If a line in the entries below includes "towel", pick it out and copy it.

RECORDED DATA:
- - - -

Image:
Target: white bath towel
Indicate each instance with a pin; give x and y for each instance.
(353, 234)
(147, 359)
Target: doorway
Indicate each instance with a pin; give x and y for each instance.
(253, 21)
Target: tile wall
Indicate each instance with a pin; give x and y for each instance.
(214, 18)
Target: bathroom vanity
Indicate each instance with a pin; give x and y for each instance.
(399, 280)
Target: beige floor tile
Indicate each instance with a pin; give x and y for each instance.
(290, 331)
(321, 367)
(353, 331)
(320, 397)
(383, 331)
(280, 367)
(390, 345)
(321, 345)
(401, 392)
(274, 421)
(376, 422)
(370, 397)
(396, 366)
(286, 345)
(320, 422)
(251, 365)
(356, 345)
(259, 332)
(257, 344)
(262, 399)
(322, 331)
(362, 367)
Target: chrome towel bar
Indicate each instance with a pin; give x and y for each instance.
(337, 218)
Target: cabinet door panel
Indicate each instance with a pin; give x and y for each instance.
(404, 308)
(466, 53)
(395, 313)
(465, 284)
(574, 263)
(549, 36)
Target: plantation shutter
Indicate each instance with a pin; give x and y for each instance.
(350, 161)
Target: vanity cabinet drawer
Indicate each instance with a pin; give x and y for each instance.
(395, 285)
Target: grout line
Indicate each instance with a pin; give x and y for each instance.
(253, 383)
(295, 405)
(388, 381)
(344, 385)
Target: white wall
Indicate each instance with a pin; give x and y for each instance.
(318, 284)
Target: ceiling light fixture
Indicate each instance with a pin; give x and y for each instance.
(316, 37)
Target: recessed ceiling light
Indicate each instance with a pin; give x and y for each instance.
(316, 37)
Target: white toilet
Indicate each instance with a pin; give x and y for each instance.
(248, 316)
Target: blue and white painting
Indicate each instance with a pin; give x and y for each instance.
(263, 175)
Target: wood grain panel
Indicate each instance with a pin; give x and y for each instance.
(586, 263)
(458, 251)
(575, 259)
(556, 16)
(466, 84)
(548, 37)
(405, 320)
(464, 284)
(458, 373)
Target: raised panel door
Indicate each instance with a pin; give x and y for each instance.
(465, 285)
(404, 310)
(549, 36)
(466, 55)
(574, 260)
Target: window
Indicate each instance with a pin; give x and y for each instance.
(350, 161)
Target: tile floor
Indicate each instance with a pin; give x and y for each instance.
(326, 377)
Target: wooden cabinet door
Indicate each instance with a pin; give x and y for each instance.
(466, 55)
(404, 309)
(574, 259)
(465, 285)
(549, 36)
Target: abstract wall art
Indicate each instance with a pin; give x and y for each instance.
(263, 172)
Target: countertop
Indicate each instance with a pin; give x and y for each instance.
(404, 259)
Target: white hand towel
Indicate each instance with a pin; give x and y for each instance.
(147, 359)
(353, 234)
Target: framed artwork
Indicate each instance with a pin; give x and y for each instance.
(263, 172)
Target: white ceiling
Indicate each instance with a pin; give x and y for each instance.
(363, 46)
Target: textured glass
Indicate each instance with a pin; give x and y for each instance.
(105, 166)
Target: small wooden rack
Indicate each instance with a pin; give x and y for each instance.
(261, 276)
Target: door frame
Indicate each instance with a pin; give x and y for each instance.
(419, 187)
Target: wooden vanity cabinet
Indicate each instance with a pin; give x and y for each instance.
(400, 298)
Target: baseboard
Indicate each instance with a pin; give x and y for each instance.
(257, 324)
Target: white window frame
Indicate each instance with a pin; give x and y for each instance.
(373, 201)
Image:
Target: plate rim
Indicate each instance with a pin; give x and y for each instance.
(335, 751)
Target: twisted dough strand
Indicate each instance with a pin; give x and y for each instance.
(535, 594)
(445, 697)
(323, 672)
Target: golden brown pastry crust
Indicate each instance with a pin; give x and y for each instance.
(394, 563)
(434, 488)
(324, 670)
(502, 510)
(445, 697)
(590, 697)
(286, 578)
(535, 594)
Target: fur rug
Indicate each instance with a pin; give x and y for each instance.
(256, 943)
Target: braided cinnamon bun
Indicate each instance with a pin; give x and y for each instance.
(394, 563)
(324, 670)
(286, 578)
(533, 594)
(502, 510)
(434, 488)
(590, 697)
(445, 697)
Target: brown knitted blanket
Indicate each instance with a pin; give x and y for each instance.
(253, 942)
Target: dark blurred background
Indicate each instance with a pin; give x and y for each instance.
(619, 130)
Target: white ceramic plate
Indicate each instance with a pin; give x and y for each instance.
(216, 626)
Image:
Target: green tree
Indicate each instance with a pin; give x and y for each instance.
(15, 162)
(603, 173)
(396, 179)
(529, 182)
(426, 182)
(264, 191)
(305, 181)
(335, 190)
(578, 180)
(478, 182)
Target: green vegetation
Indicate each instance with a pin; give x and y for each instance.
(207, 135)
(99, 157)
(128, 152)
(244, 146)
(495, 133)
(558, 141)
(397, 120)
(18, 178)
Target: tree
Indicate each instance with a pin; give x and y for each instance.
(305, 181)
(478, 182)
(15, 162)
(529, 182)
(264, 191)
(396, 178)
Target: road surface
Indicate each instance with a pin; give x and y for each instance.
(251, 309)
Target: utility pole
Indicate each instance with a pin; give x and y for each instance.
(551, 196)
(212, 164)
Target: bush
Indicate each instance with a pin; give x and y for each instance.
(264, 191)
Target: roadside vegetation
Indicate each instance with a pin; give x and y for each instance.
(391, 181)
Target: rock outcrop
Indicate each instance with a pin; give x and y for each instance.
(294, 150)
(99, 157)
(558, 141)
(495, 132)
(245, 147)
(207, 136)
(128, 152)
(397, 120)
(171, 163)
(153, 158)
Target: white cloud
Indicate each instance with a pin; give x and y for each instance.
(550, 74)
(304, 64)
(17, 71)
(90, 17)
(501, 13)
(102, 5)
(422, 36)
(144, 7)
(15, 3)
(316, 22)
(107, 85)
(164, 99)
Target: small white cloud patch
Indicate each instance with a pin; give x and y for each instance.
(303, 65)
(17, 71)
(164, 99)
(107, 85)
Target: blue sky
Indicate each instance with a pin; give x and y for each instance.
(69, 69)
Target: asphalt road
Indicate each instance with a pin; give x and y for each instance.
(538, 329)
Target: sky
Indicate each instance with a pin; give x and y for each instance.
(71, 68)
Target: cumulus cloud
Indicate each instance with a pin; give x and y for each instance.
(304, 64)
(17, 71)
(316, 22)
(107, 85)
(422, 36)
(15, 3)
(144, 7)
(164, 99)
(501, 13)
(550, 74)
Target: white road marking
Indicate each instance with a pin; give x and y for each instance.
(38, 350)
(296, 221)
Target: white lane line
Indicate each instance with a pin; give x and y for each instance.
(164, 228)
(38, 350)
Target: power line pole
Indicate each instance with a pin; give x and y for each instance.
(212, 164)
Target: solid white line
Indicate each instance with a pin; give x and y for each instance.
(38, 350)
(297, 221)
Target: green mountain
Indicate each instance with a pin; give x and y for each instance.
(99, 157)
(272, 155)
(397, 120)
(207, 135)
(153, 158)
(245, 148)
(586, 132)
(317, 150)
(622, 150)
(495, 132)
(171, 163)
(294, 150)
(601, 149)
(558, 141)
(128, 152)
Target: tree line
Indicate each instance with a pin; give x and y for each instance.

- - - -

EXERCISE OUTPUT:
Target: white bath towel
Target: chrome towel bar
Target: white hand towel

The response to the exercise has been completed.